* _Source excerpt_
Alfen Eve Pro EV chargepoint interface via TCP modbus

I’;m experiencing the same.

Normally I can change from 1 phase to 3 phases and vice versa in one charging session. But occasionally that stops working.
When checking the chargepoint in ACE, I’m unable to change from 1 phase to 3 phases as well. It mentioned something I would need a license for that. The first time it scared me, as I thought the chargepoint had broken.

But when you reboot the unit, it comes back as a 3 phase charger and I’m able to switch between 1 and 3 phases again.

Hi, I’m reading and investigating this thread for some time. Getting ready to implement this in HA myself too.

For the moment I’m using the integration from @leeyuentuen mostly for monitoring purposes.
Last weekend I’ve updated my charge point to the latest Firmware: 6.5.0-4217

I’ve noticed that for the Load Balancing Data Source there is now an extra selection “Meter + EMS monitoring”, where before it was only “Meter” or “Energy Management System”. I haven’t tried yet, but I suppose this means that you can monitor from HA using Modbus while load balancing still works via P1?

I’m also experiencing exactly the same. I only found the following the manual which seems related:

Enabling solar charging will force the charging station to single phase charging.
Switching back to 3-phase charging after solar charging is disabled requires a reboot.

* _Raw records_
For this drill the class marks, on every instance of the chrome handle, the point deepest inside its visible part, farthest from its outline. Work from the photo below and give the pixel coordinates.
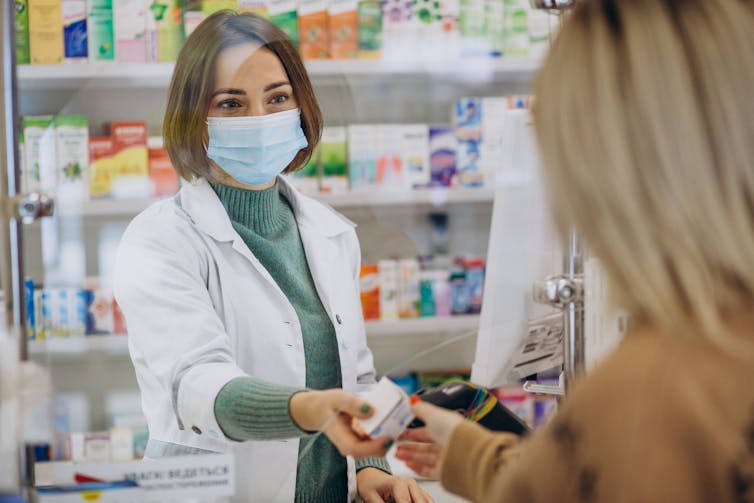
(552, 4)
(29, 208)
(559, 291)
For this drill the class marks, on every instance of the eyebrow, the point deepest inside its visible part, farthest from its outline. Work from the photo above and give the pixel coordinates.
(237, 92)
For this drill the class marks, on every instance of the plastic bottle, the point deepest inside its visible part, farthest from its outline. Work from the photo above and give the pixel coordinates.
(475, 283)
(427, 306)
(441, 292)
(460, 300)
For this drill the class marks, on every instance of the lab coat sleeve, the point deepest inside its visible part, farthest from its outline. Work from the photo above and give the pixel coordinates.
(173, 328)
(366, 375)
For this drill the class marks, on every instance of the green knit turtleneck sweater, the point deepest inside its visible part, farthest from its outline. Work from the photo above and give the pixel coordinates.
(251, 409)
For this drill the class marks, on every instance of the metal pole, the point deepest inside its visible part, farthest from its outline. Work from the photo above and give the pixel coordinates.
(573, 314)
(11, 274)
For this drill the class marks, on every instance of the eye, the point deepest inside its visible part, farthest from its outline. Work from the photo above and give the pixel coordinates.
(279, 99)
(229, 103)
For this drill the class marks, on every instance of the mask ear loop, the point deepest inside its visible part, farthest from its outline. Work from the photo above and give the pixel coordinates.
(403, 363)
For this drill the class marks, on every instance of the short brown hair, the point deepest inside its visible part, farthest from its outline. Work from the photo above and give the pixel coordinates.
(194, 79)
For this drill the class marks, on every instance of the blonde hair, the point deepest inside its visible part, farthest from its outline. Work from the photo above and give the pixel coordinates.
(645, 120)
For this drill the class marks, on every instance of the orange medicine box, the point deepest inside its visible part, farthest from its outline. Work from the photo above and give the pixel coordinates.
(344, 29)
(130, 149)
(100, 166)
(314, 35)
(161, 170)
(370, 291)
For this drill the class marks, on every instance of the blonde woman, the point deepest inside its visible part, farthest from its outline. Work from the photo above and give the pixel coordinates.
(645, 119)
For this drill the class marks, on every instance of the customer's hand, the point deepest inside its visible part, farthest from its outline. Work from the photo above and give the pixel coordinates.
(424, 451)
(376, 486)
(332, 411)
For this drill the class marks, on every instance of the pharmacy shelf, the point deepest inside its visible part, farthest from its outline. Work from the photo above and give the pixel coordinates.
(77, 348)
(418, 197)
(440, 325)
(157, 75)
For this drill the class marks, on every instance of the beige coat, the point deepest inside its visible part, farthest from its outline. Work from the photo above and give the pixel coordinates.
(660, 421)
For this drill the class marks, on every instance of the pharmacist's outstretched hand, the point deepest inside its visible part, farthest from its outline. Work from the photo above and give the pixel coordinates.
(424, 448)
(332, 411)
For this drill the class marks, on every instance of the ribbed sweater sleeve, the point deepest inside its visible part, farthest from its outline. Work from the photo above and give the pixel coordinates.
(251, 409)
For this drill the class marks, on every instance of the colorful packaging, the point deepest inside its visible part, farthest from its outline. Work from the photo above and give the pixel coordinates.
(191, 19)
(493, 30)
(283, 14)
(39, 144)
(100, 32)
(390, 169)
(475, 283)
(23, 56)
(30, 312)
(427, 302)
(414, 150)
(74, 31)
(409, 296)
(258, 7)
(539, 24)
(313, 30)
(344, 29)
(130, 157)
(388, 281)
(46, 31)
(362, 156)
(516, 29)
(72, 153)
(369, 22)
(130, 18)
(334, 158)
(161, 170)
(442, 156)
(369, 280)
(101, 166)
(398, 28)
(469, 135)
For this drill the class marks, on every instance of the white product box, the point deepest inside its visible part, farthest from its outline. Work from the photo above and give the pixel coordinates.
(414, 149)
(392, 410)
(409, 294)
(388, 281)
(72, 156)
(362, 156)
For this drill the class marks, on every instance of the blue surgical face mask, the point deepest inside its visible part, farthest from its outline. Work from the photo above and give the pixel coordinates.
(254, 150)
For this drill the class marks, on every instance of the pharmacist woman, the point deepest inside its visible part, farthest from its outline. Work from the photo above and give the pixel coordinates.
(241, 296)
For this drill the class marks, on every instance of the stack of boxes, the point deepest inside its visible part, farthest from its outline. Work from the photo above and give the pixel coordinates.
(131, 31)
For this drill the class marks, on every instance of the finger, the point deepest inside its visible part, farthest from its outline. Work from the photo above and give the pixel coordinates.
(416, 434)
(372, 497)
(401, 494)
(418, 495)
(354, 406)
(430, 459)
(424, 410)
(422, 470)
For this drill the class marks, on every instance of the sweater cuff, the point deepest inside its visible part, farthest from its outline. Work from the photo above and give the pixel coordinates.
(251, 409)
(455, 476)
(379, 463)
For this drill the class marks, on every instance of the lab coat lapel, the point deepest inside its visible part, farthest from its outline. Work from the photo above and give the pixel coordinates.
(205, 209)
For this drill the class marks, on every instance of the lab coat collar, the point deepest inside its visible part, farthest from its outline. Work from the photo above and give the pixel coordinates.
(205, 209)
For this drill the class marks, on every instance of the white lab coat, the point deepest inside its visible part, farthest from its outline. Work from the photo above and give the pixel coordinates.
(202, 310)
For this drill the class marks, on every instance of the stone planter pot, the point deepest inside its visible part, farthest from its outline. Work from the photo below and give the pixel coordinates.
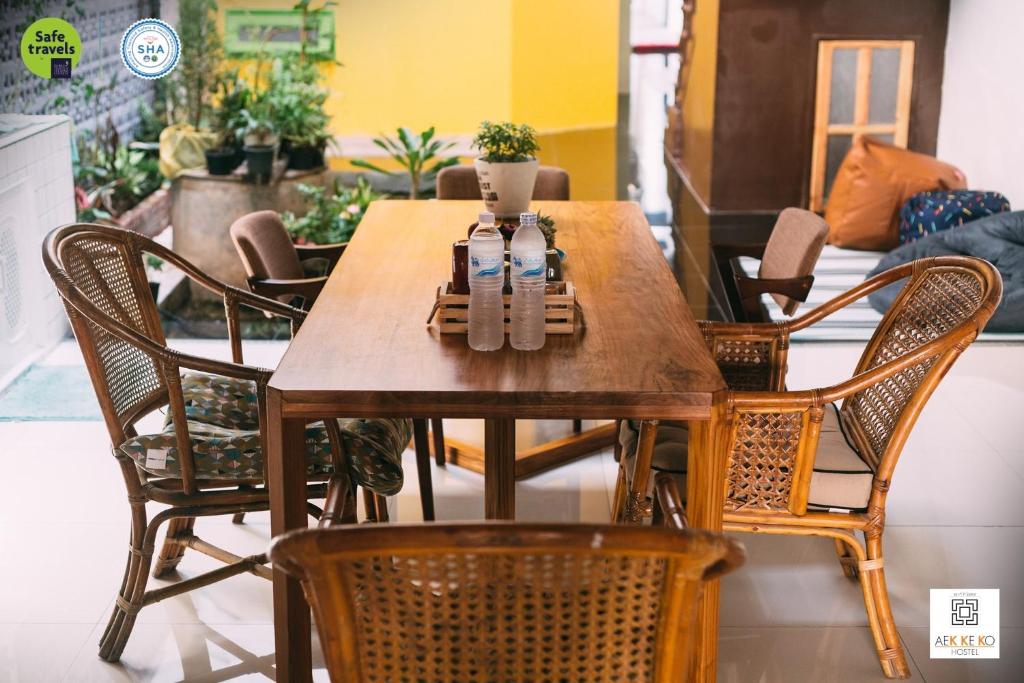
(507, 187)
(151, 216)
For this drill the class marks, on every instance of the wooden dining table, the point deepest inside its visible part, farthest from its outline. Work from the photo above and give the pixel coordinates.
(367, 350)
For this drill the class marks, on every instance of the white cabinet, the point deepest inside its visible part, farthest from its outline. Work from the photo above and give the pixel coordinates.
(37, 194)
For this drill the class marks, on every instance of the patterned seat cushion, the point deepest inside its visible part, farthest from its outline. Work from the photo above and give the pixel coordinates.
(223, 426)
(840, 479)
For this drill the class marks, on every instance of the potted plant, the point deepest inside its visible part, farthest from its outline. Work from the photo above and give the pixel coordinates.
(235, 97)
(259, 138)
(413, 152)
(507, 167)
(332, 215)
(297, 102)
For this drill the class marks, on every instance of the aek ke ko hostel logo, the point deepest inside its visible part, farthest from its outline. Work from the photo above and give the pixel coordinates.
(965, 624)
(151, 48)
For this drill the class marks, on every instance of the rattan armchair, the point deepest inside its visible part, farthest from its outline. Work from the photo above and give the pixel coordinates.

* _To be done_
a – From the Alfen charger thread above, copy the passage starting at "Alfen Eve Pro" and ending at "that stops working.", word for word.
b – Using the Alfen charger thread, say whether each statement agrees with it, answering yes or no and quoting the words that decide it: (i) one poster updated the charge point to firmware 6.5.0-4217; (ii) the poster who noticed the "Meter + EMS monitoring" option has already tried it; (iii) enabling solar charging forces the charging station to three-phase charging.

* _Solved problems_
a –
Alfen Eve Pro EV chargepoint interface via TCP modbus

I’;m experiencing the same.

Normally I can change from 1 phase to 3 phases and vice versa in one charging session. But occasionally that stops working.

b –
(i) Yes: "Last weekend I’ve updated my charge point to the latest Firmware: 6.5.0-4217"
(ii) No: "I haven’t tried yet"
(iii) No: "Enabling solar charging will force the charging station to single phase charging."